TO-DO LIST -
1) List each quantity in the isomerization rare-event excerpt that is given a numerical value, with its value.
2) According to the isomerization rare-event excerpt, what was used to calculate the exact value of p(0,30;10)?
3) Write the next part of the passage on the two-isomer rare-event example, starting after its final sentence.

EXCERPT PROVIDED -
+--

A ⇄_{k_{2}}^{k_{1}} B, with k_{1} = 0.12 and k_{2} = 1.

(14)

The initial state is set to x₀=[100 0], i.e., all 100 molecules are initially in A form. This model concerns two conformational isomers—isomers that can be interconverted by rotation about single bonds. For this system we are interested in p(0,30;10) for B; that is, the probability that given no B molecules at time 0, its population reaches 30 before time 10. The steady-state population of B for the rate constants in Eq. 14 is approximately 11. The rare event description of x₂=30 is about three times its steady-state value, so we expect its probability to be very small. Because this is a simple closed system, it is possible to calculate the exact probability of p(0,30;10) using a generator matrix (or a probability transition matrix).⁴ Using MATLAB’s matrix exponential function, we have calculated p(0,30;10)=1.191×10⁻⁵.

Since the steady-state population of B is much less than the rare event description of 30, it is necessary to bias the system so that the population of B increases. This can be achieved by either encouraging R₁ or discouraging R₂. Note that changing the propensities of both reactions is not necessary, as only the relative ratio of the two propensities matters in reaction selection.

+--

COLLECTED DATA -
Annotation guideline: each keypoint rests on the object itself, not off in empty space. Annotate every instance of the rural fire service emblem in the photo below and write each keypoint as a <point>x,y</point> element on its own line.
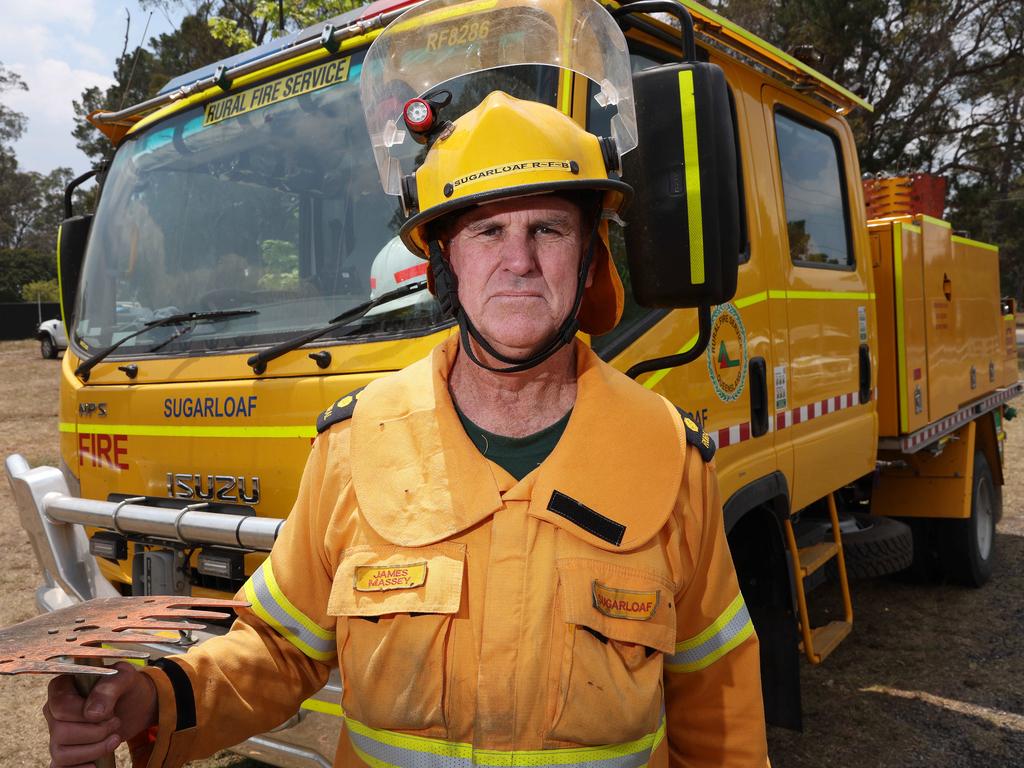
<point>727,353</point>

+--

OUTPUTS IN ORDER -
1)
- Rate constant k₁: 0.12
- Rate constant k₂: 1
- Initial molecules in A form: 100 (with 0 in B form)
- Target population of B: 30
- Time limit: 10
- Approximate steady-state population of B: 11
- Exact probability p(0,30;10): 1.191×10⁻⁵

2) It was calculated with MATLAB's matrix exponential function, using a generator matrix (or a probability transition matrix).

3)
For simulation of system 14 with the original wSSA, R₁ was encouraged with different values of γ₁>1. Thus, the b functions are given by

b_{1} (x) = γ_{1} a_{1} (x), b_{2} (x) = a_{2} (x) .

(15)

To find the γ₁ that produces the minimum variance, γ₁ was varied from 1.05 to 1.65 in increments of 0.05. Of these values, γ₁=1.4 produced the lowest variance. Taking n=10⁷ and γ₁=1.4, the following estimate±twice the uncertainty (95% confidence interval) was obtained:

p (0, 30; 10) = 1.21 \times 10^{- 5} \pm 0.06 \times 10^{- 5} .

(16)

In the new biasing method, we replicated the reaction partition as done in the original system, i.e., G_E={R₁}, G_D={∅}, G_N={R₂}. After assigning ρ₁⁰=0.5, $γ_{1}^{max}$ was varied from 8 to 34 in increments of 2. Using n=10⁵ and the optimal $γ_{1}^{max} = 20$ , the following estimate was obtained with a 95% confidence interval:

p (0, 30; 10) = 1.190 \times 10^{- 5} \pm 0.011 \times 10^{- 5} .

(17)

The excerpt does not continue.